DIRECTIONS:
Lines before the one containing "outline orange bark patch, every instance" are excluded; retype that line and all remaining lines of the material exactly.

Data listing:
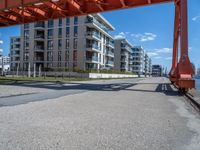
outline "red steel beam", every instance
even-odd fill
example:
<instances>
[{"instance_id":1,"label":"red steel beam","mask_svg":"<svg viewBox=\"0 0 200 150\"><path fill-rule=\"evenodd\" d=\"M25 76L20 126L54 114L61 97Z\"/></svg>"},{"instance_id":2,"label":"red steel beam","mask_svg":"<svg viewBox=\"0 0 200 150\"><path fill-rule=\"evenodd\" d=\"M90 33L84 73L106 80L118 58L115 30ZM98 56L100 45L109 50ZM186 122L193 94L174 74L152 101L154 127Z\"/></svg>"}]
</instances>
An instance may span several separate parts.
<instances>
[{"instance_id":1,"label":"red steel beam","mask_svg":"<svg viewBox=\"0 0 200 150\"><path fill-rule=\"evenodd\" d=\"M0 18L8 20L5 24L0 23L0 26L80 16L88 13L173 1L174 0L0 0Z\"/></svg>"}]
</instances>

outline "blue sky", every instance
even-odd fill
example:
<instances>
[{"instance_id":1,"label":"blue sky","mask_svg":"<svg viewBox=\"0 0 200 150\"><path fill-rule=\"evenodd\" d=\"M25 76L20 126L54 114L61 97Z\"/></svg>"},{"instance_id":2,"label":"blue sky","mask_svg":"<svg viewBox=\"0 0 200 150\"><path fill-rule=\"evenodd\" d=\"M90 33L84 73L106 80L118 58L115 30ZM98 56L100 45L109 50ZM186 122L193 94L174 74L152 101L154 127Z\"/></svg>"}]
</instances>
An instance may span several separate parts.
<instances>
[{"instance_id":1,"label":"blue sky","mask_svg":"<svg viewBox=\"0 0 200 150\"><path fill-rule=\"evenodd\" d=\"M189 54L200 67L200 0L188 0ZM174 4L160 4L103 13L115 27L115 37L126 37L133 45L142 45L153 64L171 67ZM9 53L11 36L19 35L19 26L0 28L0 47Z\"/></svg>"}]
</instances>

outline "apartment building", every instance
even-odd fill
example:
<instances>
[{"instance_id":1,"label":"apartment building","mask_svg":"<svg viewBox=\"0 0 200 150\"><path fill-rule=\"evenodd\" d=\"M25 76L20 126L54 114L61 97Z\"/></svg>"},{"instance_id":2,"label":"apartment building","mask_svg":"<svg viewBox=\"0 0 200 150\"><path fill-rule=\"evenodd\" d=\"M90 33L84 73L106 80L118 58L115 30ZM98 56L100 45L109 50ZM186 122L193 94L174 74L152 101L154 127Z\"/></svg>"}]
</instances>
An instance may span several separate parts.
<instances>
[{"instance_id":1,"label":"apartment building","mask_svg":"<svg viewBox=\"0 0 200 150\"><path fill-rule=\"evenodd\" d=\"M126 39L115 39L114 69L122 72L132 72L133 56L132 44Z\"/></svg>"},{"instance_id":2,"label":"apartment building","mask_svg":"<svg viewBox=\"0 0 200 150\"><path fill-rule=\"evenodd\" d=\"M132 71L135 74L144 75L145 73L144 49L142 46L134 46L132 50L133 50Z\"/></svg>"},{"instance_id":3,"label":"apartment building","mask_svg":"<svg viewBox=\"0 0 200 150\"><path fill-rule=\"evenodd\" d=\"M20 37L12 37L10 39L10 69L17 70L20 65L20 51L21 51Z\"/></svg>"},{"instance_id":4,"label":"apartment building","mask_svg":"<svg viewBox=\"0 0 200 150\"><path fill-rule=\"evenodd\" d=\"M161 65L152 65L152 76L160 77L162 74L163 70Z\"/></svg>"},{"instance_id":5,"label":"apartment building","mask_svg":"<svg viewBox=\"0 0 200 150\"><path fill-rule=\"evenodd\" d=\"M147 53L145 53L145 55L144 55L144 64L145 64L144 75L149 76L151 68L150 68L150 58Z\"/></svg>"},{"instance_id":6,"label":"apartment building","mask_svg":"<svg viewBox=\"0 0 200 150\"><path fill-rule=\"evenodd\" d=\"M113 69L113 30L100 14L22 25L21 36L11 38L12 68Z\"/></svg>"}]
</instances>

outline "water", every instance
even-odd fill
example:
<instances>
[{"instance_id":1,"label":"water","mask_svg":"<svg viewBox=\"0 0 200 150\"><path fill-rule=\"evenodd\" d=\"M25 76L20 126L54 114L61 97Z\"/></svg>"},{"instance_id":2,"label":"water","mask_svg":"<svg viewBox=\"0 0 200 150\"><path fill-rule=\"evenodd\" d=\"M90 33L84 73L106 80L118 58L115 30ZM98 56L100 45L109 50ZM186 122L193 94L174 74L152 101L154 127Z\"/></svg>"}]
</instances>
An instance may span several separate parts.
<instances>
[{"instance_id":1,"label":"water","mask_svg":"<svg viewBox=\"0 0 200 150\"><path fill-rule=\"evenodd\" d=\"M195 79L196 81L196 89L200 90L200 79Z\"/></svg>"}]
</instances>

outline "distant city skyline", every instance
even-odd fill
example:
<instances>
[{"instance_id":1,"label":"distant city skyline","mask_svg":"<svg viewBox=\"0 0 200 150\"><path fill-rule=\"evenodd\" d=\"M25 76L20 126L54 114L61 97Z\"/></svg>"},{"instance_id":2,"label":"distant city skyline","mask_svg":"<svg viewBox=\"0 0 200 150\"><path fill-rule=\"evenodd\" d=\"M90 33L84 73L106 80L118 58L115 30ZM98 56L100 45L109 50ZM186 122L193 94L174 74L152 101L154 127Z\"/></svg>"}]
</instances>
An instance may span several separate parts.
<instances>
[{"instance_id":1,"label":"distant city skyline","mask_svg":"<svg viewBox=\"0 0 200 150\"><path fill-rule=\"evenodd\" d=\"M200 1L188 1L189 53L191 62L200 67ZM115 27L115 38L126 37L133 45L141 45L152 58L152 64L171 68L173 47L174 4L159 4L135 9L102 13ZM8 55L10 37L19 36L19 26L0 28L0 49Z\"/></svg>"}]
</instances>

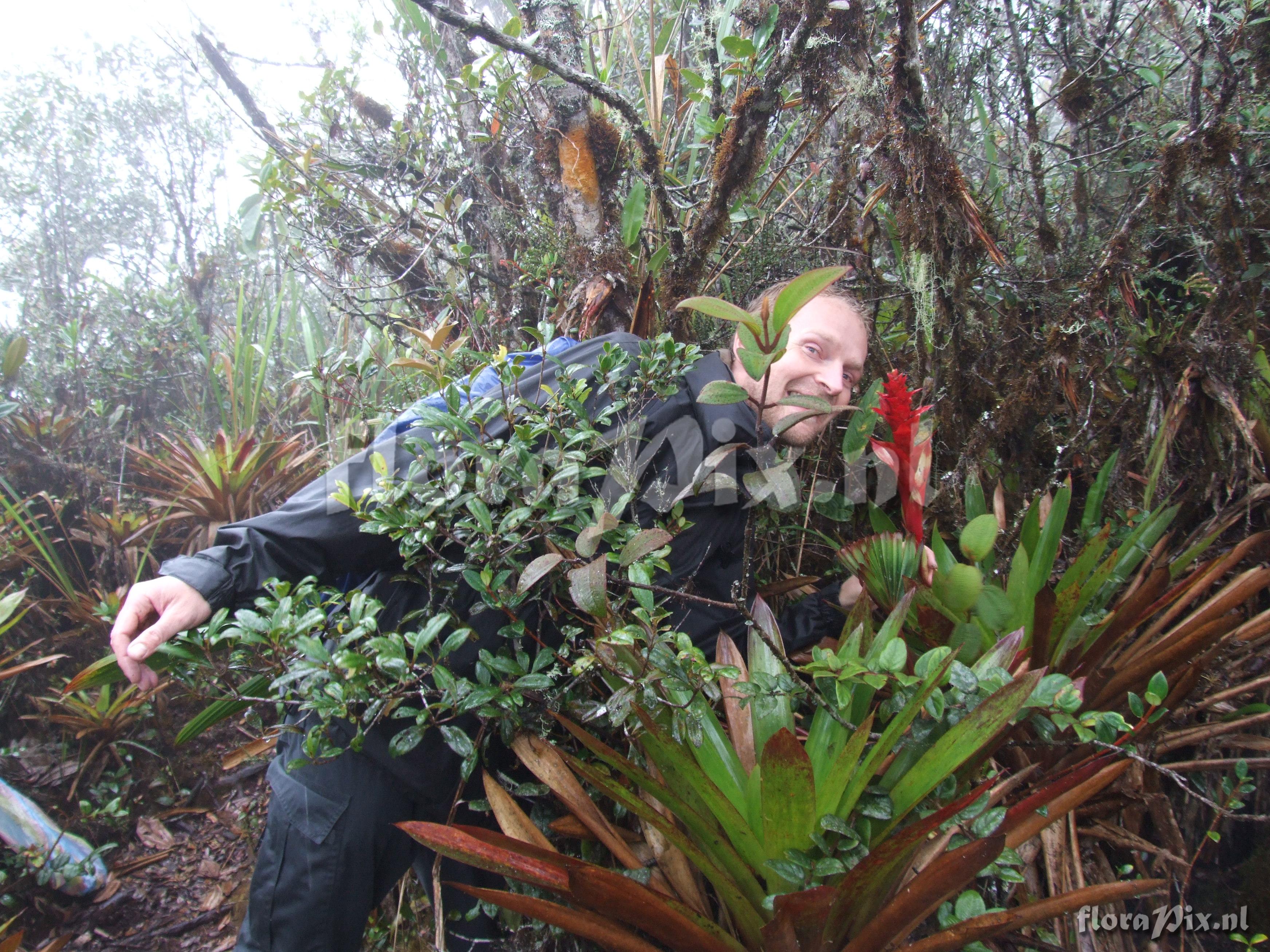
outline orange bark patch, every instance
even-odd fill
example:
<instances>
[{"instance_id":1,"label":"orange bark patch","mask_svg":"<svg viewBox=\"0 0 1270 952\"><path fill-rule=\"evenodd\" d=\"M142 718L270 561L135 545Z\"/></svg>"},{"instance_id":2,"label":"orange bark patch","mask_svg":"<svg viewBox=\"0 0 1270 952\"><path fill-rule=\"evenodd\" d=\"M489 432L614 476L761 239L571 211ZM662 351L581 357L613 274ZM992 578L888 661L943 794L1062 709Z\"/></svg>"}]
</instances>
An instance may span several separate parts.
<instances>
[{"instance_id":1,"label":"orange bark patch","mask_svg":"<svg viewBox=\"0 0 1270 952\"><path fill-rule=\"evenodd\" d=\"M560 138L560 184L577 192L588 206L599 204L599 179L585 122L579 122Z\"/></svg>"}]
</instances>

REPLY TO THE EXERCISE:
outline orange bark patch, every instance
even-odd fill
example:
<instances>
[{"instance_id":1,"label":"orange bark patch","mask_svg":"<svg viewBox=\"0 0 1270 952\"><path fill-rule=\"evenodd\" d=\"M142 718L270 561L135 545Z\"/></svg>"},{"instance_id":2,"label":"orange bark patch","mask_svg":"<svg viewBox=\"0 0 1270 952\"><path fill-rule=\"evenodd\" d=\"M489 432L614 476L761 239L571 211ZM662 351L581 357L613 274ZM992 578L888 661L943 794L1062 709Z\"/></svg>"}]
</instances>
An instance may span several separate parts.
<instances>
[{"instance_id":1,"label":"orange bark patch","mask_svg":"<svg viewBox=\"0 0 1270 952\"><path fill-rule=\"evenodd\" d=\"M560 138L560 184L577 192L588 206L599 204L599 179L585 122L579 122Z\"/></svg>"}]
</instances>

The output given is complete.